--- The task ---
Report each line of the data below in which "brown" appears.

--- Task inputs ---
+ + + + +
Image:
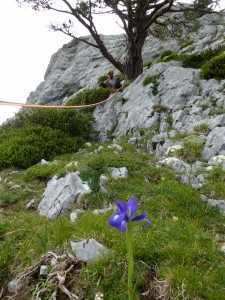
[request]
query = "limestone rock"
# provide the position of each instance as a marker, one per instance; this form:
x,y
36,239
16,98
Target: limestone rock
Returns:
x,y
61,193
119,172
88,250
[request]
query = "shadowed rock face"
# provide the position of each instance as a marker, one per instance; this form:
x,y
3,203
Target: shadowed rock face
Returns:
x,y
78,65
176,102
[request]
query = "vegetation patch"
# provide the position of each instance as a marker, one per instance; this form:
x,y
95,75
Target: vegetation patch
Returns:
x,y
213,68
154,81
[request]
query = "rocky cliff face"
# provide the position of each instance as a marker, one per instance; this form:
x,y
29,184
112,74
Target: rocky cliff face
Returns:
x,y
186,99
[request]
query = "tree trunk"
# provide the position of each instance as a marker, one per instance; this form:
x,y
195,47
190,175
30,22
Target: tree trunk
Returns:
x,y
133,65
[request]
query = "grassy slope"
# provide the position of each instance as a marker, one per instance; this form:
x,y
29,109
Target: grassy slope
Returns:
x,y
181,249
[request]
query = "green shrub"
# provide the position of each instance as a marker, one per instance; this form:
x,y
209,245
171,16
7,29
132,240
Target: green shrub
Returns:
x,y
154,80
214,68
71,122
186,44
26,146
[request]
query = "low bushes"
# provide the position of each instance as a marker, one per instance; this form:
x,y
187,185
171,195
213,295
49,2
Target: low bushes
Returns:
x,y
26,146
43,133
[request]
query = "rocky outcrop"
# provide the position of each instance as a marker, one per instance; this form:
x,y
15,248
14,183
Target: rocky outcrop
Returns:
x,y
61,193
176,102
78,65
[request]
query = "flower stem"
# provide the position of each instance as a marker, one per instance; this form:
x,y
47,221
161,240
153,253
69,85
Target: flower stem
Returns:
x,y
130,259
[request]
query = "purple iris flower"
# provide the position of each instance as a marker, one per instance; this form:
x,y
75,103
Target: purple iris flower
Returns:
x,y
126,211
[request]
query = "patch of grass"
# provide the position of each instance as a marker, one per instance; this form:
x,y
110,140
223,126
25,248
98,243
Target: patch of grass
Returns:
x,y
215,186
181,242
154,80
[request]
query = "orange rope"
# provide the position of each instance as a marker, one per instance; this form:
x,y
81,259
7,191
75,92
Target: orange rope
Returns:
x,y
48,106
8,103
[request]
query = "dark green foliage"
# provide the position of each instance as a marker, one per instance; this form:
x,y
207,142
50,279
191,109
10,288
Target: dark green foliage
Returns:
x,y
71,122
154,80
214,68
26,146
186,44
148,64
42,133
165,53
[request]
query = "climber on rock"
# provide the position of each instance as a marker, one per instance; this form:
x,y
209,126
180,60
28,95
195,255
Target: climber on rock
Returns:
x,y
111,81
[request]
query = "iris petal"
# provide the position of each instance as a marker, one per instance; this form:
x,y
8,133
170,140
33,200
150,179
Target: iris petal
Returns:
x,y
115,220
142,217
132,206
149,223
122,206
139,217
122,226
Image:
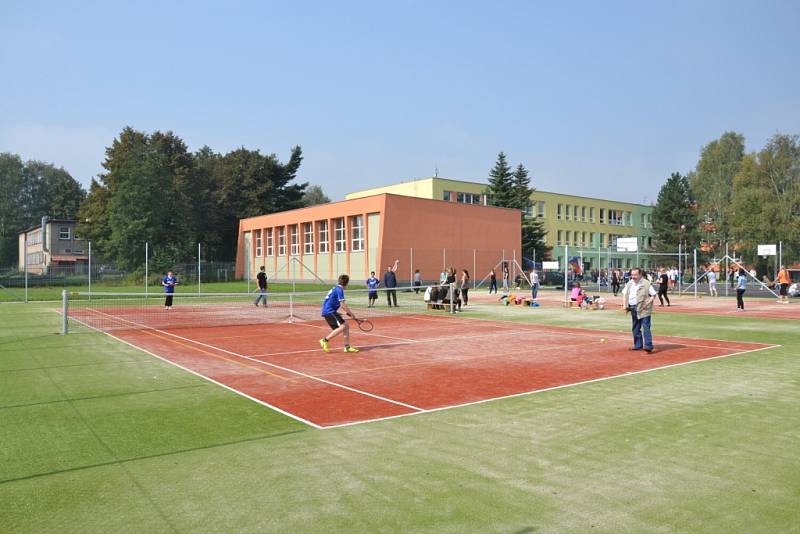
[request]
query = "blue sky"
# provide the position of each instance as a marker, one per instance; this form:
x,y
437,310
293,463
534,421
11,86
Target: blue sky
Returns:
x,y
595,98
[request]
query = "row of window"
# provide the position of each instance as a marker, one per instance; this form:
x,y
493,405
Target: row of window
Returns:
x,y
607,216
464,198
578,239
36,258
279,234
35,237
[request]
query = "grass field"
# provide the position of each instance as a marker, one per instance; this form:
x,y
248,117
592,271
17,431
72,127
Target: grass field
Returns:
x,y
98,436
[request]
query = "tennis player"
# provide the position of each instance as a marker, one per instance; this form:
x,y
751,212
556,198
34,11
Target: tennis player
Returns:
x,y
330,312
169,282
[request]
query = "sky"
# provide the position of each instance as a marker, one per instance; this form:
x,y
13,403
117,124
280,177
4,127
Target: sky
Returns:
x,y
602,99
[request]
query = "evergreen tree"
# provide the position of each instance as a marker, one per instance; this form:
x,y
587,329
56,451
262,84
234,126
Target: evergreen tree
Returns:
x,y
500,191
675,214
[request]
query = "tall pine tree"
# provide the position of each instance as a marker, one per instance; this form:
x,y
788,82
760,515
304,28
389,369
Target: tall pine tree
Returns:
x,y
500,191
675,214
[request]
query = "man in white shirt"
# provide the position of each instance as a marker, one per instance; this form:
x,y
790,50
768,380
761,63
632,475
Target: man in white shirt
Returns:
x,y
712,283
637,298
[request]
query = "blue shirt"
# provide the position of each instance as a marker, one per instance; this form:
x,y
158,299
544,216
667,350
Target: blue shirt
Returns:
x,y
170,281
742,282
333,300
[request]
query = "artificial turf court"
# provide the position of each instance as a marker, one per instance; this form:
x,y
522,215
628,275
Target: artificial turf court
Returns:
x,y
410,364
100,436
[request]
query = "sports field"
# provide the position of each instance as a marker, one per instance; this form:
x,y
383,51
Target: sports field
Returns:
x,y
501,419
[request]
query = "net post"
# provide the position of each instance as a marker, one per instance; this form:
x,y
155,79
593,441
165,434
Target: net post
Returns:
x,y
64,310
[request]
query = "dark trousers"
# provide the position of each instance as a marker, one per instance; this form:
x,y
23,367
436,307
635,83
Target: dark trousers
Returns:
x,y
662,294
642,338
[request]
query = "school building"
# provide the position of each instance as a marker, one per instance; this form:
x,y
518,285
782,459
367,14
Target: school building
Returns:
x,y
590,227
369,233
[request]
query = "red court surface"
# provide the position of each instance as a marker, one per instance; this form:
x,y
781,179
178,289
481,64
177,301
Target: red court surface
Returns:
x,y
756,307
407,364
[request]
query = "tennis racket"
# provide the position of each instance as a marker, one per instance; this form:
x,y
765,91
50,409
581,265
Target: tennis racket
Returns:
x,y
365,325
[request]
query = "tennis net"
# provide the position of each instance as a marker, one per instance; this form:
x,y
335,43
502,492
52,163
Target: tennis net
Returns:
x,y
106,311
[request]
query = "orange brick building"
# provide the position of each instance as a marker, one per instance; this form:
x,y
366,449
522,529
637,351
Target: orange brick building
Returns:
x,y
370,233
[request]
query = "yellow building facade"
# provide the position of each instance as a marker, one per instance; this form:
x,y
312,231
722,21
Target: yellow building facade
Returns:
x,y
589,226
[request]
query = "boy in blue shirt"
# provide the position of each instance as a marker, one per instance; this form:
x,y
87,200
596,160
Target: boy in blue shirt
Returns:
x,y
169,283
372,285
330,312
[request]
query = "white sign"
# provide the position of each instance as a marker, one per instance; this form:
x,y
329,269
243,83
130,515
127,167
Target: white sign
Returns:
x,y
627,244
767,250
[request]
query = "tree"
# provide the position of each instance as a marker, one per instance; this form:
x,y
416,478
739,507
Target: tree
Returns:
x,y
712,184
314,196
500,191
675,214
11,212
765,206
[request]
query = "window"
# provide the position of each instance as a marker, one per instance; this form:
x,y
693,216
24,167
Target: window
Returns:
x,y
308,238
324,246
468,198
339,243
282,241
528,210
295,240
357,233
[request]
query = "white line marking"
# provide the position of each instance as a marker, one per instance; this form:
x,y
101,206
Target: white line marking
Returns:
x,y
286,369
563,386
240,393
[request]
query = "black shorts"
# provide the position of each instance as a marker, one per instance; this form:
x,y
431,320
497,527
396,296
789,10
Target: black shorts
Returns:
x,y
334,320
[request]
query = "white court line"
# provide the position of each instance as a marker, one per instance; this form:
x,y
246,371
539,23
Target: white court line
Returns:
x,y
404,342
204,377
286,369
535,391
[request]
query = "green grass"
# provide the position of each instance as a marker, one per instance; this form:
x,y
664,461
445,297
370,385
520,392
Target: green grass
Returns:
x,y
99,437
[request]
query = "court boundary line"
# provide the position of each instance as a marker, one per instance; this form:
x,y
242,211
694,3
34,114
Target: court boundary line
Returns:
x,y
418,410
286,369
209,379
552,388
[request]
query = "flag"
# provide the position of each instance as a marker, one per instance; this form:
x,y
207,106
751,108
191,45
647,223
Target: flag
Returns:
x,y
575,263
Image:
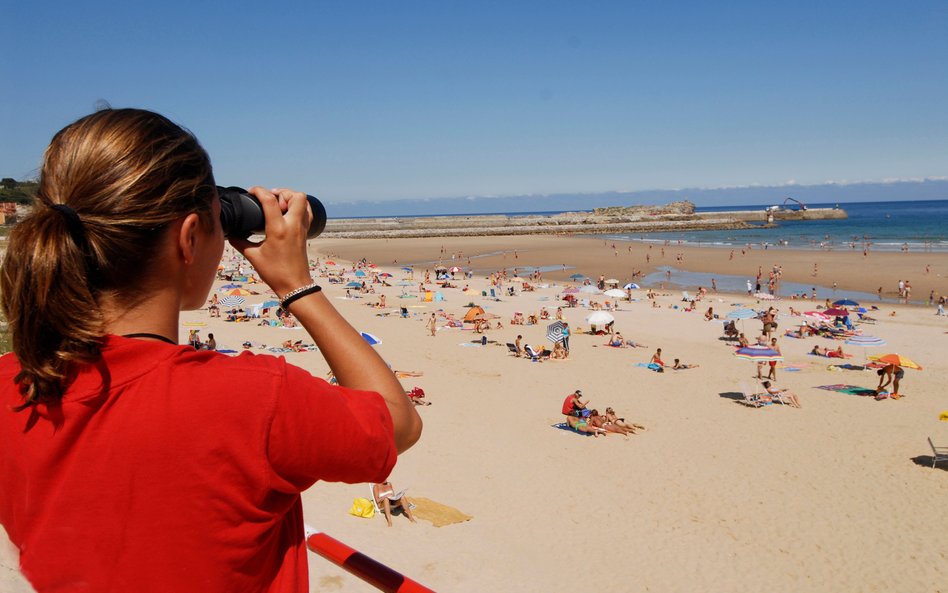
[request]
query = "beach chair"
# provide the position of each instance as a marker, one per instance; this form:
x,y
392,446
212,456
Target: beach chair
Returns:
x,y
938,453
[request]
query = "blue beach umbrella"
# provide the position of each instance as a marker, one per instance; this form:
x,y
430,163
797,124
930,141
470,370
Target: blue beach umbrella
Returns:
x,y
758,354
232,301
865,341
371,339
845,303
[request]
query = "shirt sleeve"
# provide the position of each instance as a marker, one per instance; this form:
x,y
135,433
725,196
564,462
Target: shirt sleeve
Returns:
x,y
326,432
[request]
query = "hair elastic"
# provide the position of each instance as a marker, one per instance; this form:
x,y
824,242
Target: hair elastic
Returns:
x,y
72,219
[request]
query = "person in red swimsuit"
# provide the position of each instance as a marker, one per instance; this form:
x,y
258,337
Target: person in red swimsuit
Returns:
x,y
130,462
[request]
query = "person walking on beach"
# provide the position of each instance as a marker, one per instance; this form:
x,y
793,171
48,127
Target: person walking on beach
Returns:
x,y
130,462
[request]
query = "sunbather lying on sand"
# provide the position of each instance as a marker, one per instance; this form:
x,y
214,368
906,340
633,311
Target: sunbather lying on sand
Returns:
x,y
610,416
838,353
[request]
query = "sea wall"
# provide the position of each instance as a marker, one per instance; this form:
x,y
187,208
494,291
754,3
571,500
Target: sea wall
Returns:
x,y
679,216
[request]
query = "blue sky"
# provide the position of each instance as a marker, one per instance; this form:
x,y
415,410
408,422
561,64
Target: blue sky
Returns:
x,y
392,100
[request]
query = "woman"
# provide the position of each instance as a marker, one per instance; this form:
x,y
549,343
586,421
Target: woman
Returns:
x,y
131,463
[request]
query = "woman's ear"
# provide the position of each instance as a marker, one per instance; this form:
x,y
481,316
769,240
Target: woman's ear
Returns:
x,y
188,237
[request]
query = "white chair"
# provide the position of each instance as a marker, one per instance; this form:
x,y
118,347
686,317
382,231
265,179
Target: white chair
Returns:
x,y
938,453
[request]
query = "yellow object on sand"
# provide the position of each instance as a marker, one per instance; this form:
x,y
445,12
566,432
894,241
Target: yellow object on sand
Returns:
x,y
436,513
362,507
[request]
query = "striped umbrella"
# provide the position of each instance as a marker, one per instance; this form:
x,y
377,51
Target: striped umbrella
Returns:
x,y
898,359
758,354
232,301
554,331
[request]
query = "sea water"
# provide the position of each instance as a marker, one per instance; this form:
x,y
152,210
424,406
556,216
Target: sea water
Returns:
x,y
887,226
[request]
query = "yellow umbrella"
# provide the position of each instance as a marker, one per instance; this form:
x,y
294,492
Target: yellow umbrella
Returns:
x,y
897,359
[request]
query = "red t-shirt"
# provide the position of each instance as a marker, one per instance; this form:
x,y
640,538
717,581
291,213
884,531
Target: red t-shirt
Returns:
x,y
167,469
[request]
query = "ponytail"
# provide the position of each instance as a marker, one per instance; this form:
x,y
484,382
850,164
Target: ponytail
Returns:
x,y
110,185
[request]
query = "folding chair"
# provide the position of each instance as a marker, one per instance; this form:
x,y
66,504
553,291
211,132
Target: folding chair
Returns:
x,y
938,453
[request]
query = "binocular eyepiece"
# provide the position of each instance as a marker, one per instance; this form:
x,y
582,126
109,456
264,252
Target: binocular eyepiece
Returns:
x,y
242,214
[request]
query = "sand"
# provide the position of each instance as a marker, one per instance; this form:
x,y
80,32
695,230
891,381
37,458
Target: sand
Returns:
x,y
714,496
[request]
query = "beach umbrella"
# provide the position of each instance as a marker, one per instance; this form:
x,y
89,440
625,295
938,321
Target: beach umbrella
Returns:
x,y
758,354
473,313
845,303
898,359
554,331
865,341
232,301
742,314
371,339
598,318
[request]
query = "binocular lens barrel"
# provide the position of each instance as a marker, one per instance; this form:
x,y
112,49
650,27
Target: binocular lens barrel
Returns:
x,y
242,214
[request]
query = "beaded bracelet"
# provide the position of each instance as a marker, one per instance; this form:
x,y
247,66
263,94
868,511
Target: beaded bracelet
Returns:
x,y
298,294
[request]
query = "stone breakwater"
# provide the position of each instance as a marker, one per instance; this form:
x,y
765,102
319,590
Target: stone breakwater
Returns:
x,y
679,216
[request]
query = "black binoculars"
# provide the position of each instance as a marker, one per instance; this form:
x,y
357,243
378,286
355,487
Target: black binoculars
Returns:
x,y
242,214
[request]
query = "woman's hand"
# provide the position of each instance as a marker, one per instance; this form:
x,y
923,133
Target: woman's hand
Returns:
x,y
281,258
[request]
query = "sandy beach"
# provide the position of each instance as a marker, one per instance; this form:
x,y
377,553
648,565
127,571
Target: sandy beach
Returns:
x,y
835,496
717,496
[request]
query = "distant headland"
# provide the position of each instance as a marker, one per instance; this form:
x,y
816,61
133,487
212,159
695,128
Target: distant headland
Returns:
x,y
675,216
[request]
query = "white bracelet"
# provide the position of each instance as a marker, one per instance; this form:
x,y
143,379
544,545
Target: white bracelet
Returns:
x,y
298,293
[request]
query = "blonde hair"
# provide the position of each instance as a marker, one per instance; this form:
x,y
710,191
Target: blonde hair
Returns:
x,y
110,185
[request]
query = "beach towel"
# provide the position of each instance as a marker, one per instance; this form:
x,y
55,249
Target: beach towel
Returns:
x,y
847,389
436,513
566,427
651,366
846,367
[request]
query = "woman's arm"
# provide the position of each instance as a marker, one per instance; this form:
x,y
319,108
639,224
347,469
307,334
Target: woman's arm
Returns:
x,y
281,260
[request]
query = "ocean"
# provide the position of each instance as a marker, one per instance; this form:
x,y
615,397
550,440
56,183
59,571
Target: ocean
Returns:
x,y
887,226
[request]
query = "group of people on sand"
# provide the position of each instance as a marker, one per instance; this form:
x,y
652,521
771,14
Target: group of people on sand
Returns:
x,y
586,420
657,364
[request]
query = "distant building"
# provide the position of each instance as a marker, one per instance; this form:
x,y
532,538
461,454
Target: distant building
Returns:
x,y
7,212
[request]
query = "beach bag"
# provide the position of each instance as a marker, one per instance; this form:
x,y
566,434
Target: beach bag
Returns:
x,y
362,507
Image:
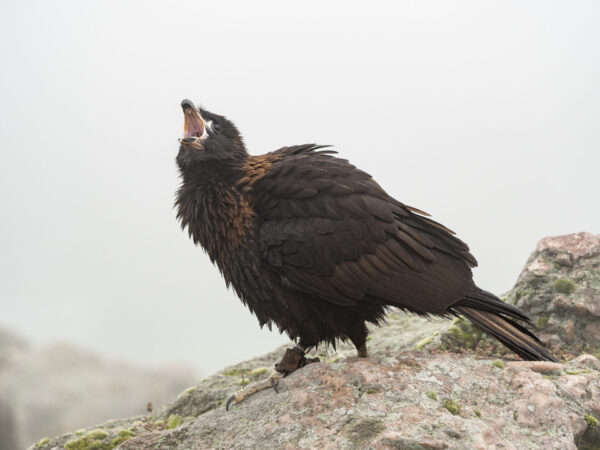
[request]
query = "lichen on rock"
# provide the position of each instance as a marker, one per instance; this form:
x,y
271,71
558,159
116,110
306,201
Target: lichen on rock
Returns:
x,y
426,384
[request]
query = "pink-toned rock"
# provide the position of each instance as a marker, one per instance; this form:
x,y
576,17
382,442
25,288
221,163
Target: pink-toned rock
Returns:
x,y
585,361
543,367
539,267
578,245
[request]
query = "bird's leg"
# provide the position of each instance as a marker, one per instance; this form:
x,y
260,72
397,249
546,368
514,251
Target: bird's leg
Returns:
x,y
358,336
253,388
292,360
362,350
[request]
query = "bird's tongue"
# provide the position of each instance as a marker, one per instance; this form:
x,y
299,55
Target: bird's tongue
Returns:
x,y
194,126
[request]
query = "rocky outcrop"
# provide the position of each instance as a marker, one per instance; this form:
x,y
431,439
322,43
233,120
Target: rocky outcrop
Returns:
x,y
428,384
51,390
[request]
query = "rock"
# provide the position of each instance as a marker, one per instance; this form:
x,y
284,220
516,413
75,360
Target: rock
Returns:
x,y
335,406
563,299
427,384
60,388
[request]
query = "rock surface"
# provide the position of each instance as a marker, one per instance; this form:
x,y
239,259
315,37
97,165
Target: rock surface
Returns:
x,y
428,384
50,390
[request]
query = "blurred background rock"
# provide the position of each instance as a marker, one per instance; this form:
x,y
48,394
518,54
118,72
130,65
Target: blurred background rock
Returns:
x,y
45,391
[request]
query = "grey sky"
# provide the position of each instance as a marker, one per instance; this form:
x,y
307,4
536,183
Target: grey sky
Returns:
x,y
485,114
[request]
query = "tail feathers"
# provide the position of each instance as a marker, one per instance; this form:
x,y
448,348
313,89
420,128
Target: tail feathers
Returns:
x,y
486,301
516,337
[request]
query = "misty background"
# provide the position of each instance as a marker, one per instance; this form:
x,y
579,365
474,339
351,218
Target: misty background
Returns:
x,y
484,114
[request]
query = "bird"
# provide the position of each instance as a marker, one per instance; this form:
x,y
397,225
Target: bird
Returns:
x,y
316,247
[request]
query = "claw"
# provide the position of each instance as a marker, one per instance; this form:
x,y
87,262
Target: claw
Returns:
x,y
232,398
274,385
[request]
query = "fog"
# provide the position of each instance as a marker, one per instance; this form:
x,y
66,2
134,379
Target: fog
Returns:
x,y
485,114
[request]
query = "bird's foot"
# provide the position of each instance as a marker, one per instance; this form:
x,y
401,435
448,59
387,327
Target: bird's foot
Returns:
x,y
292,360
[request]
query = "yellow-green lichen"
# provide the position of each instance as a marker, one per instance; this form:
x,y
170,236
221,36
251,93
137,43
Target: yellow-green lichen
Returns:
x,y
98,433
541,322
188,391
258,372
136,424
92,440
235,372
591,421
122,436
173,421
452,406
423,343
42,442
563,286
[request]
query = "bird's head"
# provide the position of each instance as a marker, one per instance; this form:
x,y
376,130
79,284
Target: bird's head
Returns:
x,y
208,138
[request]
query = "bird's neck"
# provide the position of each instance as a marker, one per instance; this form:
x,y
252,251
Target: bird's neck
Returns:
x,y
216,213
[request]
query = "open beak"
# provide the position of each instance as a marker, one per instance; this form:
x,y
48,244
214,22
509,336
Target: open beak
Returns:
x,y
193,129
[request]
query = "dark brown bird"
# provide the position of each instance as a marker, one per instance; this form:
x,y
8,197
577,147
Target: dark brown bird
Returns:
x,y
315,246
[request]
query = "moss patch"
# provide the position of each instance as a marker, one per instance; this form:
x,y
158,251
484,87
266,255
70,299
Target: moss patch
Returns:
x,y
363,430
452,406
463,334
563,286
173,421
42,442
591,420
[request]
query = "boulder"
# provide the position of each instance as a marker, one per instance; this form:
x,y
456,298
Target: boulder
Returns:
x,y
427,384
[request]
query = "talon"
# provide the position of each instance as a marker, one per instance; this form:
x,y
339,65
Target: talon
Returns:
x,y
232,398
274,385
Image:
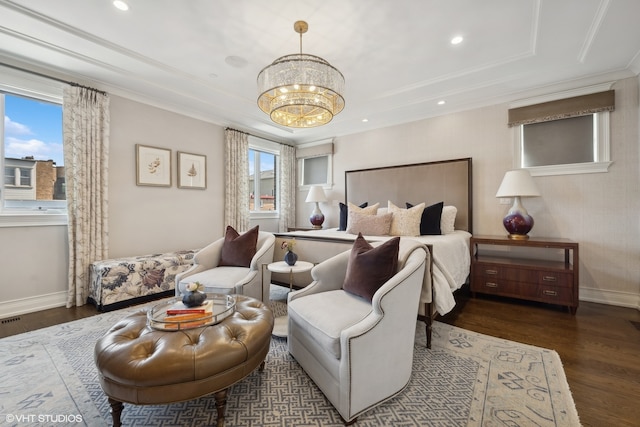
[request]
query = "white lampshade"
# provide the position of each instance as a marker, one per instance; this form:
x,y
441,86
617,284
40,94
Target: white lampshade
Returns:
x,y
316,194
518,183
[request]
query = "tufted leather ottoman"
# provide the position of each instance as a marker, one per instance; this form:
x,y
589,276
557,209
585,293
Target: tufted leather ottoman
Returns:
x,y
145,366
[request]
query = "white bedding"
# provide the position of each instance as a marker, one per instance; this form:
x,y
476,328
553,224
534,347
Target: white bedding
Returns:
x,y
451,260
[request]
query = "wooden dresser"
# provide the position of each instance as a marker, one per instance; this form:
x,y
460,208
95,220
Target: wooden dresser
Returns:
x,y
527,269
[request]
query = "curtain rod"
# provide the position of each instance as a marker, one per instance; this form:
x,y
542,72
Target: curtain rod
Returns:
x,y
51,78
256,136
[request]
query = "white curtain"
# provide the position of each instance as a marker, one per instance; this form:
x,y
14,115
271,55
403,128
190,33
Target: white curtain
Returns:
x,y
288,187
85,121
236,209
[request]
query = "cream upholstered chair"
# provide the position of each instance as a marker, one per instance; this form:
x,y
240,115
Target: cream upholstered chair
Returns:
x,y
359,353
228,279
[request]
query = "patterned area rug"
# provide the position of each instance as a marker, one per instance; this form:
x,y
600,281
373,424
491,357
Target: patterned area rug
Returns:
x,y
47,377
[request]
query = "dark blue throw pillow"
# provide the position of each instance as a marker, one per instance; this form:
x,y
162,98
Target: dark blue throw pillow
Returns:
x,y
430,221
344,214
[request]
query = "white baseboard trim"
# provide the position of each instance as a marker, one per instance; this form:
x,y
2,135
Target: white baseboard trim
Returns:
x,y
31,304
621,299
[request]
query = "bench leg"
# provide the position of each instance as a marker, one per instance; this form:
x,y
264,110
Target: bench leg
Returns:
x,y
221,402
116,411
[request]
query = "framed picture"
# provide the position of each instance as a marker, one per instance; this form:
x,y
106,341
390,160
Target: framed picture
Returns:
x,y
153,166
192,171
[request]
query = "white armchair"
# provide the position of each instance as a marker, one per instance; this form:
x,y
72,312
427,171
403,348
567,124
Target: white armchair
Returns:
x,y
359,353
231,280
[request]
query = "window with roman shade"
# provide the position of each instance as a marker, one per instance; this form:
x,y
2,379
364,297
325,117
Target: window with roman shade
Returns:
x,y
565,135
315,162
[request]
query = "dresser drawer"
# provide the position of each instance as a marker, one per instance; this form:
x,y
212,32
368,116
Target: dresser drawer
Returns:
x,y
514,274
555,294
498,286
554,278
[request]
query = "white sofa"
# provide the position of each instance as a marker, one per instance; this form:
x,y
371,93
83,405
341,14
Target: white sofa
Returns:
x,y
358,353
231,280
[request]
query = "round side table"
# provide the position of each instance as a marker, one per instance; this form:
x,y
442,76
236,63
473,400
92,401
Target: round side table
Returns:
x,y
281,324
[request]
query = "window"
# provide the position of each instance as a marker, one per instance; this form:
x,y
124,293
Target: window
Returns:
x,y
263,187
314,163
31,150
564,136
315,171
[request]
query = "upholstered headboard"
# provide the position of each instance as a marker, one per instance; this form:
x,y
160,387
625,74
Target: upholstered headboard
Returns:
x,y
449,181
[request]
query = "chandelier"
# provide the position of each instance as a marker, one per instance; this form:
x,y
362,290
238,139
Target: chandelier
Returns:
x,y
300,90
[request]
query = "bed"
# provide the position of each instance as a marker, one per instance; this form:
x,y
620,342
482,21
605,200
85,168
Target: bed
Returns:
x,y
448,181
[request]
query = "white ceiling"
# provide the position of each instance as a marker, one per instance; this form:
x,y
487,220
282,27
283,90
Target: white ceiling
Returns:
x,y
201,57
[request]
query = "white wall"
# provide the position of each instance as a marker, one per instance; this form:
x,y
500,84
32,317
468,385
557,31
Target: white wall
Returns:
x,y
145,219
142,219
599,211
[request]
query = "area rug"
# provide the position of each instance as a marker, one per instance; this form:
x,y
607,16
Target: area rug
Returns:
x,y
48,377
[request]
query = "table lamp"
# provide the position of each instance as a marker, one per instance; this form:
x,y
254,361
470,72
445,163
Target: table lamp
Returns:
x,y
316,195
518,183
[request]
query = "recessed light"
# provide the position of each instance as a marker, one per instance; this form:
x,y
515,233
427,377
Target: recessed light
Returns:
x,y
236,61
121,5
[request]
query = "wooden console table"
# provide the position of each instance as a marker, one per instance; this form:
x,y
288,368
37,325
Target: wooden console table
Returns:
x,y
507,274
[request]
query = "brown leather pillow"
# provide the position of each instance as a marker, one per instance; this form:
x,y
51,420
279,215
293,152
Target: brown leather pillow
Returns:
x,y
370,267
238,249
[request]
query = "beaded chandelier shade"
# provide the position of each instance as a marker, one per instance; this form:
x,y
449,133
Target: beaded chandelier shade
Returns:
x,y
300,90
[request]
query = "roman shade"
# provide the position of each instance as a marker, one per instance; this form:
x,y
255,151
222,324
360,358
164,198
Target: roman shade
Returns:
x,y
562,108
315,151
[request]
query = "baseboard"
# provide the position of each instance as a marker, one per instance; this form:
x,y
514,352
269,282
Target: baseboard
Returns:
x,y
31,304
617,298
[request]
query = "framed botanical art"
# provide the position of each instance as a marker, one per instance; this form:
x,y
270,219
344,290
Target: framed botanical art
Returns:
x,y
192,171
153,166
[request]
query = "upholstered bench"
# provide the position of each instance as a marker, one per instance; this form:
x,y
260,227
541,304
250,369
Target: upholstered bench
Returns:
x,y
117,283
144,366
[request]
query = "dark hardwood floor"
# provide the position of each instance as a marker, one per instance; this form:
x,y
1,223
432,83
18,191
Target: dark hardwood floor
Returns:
+ + + + +
--- Answer for this exercise ---
query = "dark brown bird"
Target: dark brown bird
query = "brown leather pillow"
Target: brown leather pillow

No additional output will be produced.